Short problem:
Write out the data below as a numbered list with one line per item, skipping any blank lines and leaving out the pictures.

Material for the task:
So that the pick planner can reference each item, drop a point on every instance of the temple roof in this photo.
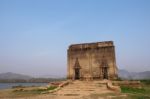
(91, 45)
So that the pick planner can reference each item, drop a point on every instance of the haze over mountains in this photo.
(123, 74)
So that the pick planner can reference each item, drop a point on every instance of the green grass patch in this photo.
(24, 92)
(132, 90)
(146, 82)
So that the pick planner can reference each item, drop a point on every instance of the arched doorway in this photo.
(104, 70)
(77, 73)
(77, 69)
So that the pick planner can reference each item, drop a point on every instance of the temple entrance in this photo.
(77, 73)
(77, 69)
(105, 72)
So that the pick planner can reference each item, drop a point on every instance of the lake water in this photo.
(9, 85)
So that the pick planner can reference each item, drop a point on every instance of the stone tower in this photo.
(92, 61)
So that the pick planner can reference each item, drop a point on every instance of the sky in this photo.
(35, 34)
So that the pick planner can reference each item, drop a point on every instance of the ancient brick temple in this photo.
(92, 61)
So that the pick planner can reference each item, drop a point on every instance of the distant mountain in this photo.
(51, 76)
(124, 74)
(10, 75)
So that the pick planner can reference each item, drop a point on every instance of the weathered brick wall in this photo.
(90, 57)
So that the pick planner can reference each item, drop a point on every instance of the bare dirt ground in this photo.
(80, 90)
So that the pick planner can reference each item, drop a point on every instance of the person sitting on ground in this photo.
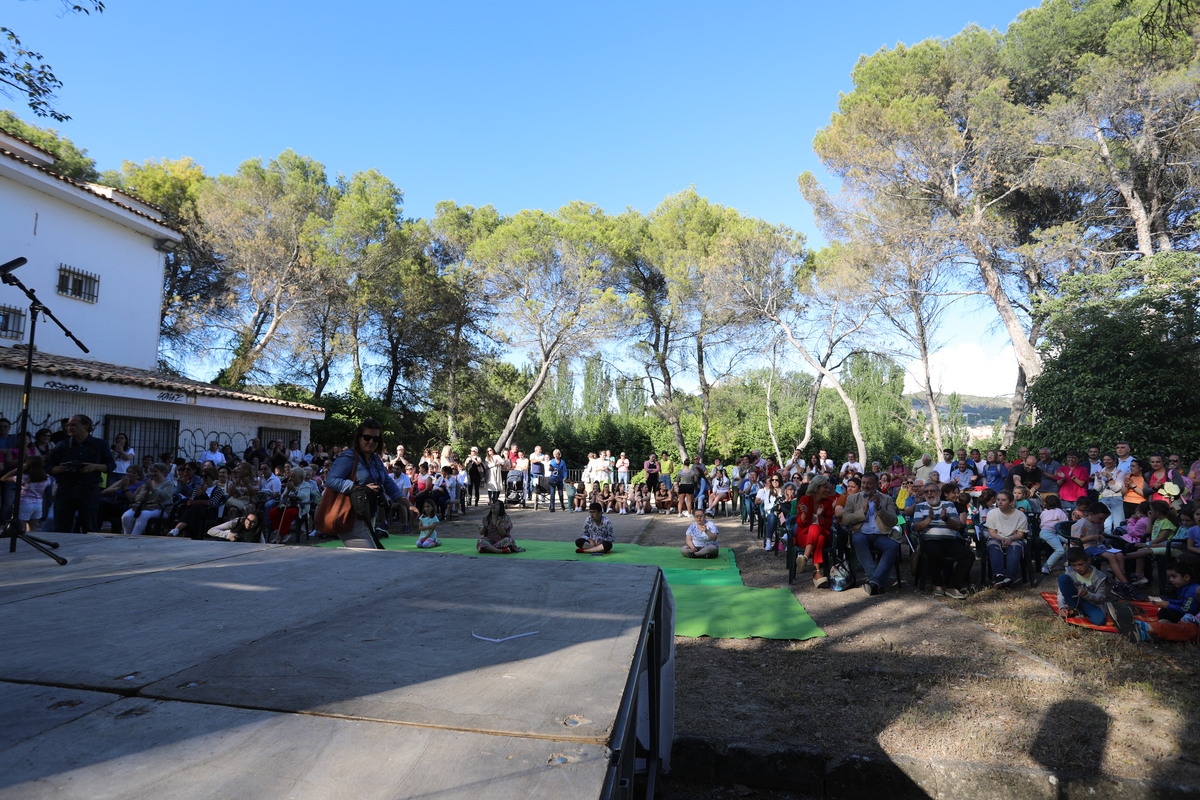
(496, 533)
(429, 522)
(1007, 528)
(870, 516)
(1083, 589)
(1048, 530)
(700, 539)
(245, 528)
(1176, 619)
(814, 525)
(598, 533)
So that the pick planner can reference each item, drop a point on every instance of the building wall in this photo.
(123, 325)
(198, 423)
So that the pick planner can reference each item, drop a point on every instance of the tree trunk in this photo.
(1018, 410)
(510, 427)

Full solution:
1. So that the pick planner can reference each item, drop a point on every instance of the temple roof in this photo.
2. (91, 45)
3. So that the pick planner can reference each item, drop a point on every instance of the haze over mountains in this photo.
4. (123, 74)
5. So that the pick planner can reference each item, drop a point on every instance of the green grass patch in this photo.
6. (24, 92)
7. (132, 90)
8. (146, 82)
9. So that the pick planner can reference each item, drop a point on every instance of the arched doorway in this photo.
10. (104, 70)
11. (77, 73)
12. (77, 69)
13. So that the pick planner can reference each item, drop a point on every instance of the temple entrance in this photo.
14. (77, 73)
15. (77, 69)
16. (105, 72)
17. So that the pick planner can reference each item, drop a point on every instance of the lake water in this photo.
18. (9, 85)
19. So that the pick planner can reference each item, drop a point on every instance of the stone tower in this photo.
20. (92, 61)
21. So that the pick planner can reference each item, drop a point on every instance of the sky in this photo.
22. (35, 34)
23. So that the pick planner can reference each item, drop a point on every instance of the ancient brick temple in this photo.
24. (92, 61)
25. So that the pick planner can reference each item, drop a point on every instance of the distant mountain in this photo.
26. (51, 76)
27. (124, 74)
28. (10, 75)
29. So that the pick planner can reference each item, drop a point on every instance of the weathered brick wall in this photo.
30. (90, 57)
31. So that the pick planner can reference each item, drop a point on every instance of the bare dirt ground in this photo.
32. (80, 90)
33. So that the pick planner can reference each item, drop a point on every instance of the person sitting on ground in this photo.
34. (496, 533)
35. (429, 522)
36. (1007, 528)
37. (870, 516)
38. (1083, 589)
39. (1048, 530)
40. (700, 539)
41. (245, 528)
42. (1176, 619)
43. (814, 525)
44. (598, 533)
45. So that the pick planner can reference each item, drop a point on every instance of the building wall in this photo.
46. (123, 325)
47. (198, 423)
48. So that the pick planner can reference each item, drop a point on every instance of the tree trunk in this photo.
49. (1018, 410)
50. (510, 427)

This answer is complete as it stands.